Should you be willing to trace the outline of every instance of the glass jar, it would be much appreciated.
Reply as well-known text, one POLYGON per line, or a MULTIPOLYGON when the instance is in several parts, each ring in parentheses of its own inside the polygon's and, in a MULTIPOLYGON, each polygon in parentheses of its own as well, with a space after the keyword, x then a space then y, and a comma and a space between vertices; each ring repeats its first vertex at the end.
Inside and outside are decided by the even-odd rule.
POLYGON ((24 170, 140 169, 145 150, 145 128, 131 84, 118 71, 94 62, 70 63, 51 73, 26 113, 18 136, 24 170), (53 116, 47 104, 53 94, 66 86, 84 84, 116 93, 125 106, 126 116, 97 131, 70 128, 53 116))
- - - - - - -
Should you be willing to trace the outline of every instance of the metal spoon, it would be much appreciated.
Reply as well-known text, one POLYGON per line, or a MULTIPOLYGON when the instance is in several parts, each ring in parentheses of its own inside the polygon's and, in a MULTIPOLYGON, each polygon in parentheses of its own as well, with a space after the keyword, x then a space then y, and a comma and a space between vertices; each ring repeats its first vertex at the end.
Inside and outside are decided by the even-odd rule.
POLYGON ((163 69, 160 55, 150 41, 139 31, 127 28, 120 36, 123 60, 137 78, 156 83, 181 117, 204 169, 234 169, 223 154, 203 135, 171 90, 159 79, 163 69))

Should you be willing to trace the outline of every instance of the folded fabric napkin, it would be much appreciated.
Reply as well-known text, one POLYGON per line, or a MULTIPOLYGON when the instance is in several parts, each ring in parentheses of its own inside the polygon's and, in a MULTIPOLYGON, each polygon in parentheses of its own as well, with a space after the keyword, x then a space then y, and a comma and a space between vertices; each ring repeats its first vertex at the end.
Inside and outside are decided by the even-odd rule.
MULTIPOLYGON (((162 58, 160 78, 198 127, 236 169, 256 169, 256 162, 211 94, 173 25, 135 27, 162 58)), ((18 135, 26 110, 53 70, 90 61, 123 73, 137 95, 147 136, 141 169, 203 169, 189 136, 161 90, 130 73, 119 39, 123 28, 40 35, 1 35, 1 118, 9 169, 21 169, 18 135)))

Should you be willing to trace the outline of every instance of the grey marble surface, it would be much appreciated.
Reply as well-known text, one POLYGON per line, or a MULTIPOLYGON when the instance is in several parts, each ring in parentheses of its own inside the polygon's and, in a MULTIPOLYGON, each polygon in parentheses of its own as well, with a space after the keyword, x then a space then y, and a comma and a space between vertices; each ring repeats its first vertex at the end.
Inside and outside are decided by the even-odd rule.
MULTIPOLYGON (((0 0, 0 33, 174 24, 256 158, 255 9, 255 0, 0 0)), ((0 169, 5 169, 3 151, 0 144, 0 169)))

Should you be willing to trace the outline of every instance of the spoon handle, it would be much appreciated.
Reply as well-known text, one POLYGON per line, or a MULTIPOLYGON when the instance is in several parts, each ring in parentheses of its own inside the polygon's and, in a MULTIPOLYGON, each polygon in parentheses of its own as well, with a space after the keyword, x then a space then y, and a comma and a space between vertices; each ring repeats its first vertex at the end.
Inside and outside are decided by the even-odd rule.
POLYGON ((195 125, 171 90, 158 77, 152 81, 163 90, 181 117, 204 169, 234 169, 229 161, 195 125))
- - - - - - -
Retype the entries from the line containing "napkin, it would be much appreciated." through the line containing "MULTIPOLYGON (((162 58, 160", both lines included, reproducing them without any change.

§ **Expected answer**
Should you be willing to trace the outline of every instance of the folded fabric napkin, it would be much appreciated.
Reply as well-known text, one POLYGON per line, or a MULTIPOLYGON when the instance is in several parts, each ring in parentheses of its own inside the polygon's and, in a MULTIPOLYGON, each polygon in parentheses of its own as well, with a space after the keyword, x then a space then y, and a comma and a space between vertices; each ring repeats its first vertex at the end.
Inside and outside are decided by the even-odd rule.
MULTIPOLYGON (((162 58, 160 78, 198 127, 236 169, 256 169, 256 162, 211 94, 173 25, 135 27, 162 58)), ((18 135, 26 110, 53 70, 90 61, 123 73, 137 95, 147 136, 141 169, 203 169, 189 136, 161 90, 130 73, 119 39, 123 28, 40 35, 1 35, 1 118, 9 169, 21 169, 18 135)))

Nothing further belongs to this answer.